*What the exercise asks*
Reproduce every one of the following rows word for word, changing nothing.

»»

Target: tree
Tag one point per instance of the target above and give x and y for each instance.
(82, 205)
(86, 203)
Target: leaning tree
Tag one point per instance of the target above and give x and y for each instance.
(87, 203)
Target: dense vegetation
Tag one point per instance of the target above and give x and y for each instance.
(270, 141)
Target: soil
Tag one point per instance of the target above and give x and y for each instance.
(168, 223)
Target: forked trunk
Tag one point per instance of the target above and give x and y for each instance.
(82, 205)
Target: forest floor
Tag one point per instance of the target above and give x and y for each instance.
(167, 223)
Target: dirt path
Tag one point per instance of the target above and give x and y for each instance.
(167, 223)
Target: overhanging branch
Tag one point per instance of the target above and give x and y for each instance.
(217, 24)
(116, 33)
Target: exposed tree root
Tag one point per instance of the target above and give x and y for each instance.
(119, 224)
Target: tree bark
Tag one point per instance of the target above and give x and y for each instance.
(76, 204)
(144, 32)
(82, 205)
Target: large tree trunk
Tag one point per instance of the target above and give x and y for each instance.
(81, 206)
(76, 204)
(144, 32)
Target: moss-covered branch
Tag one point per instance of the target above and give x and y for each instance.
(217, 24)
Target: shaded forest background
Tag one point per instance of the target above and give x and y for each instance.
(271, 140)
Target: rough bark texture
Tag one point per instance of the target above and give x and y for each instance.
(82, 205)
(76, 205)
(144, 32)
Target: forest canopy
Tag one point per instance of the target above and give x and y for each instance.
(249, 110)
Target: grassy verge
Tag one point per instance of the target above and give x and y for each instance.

««

*Expected output*
Target: tree
Tag one point per instance of the target above and give x and y for each instance.
(82, 205)
(86, 203)
Target: leaning tree
Tag one point per instance of the target above and give x and y for each instance.
(87, 203)
Target: dense vegetation
Tag one point per instance of the target above and give x and y for each instance.
(270, 141)
Target: soil
Tag one point per instance of the target above and give x and y for each instance.
(168, 223)
Target: forked trunk
Tag one point per instance of the target above and give x and y for each instance.
(82, 205)
Target: forest floor
Tag one point per instance of the target above and give x and y for each instance.
(167, 223)
Target: dirt path
Tag one point per instance of the target above and give x and y for each instance.
(167, 223)
Target: overhanging branch
Tag one point per instance of the target above and give x and y for each instance.
(217, 24)
(116, 33)
Target: exposed tree root
Tag one point per instance of the target above and give x and y for each instance.
(119, 224)
Target: tree bark
Tag one point per instance of the target above and give x and y for each instance.
(76, 204)
(144, 32)
(82, 205)
Target: large tree trunk
Tag one point per instance of the target above and give x and y for each instance.
(81, 206)
(76, 204)
(144, 32)
Target: moss-covered branch
Tag one point per instance of the target above and give x and y for each instance.
(217, 24)
Target: shaded forest background
Tag one point per instance of the target above and give x and y for each instance.
(271, 140)
Target: rough bark texture
Tag one point per instance of the target above and give x and y for each instance.
(82, 205)
(76, 205)
(144, 32)
Target: forest canopy
Tag one point per instance of the target above and give x and y for each instance.
(249, 110)
Target: grassy verge
Tag one point per instance of the target above and give x and y for each instance.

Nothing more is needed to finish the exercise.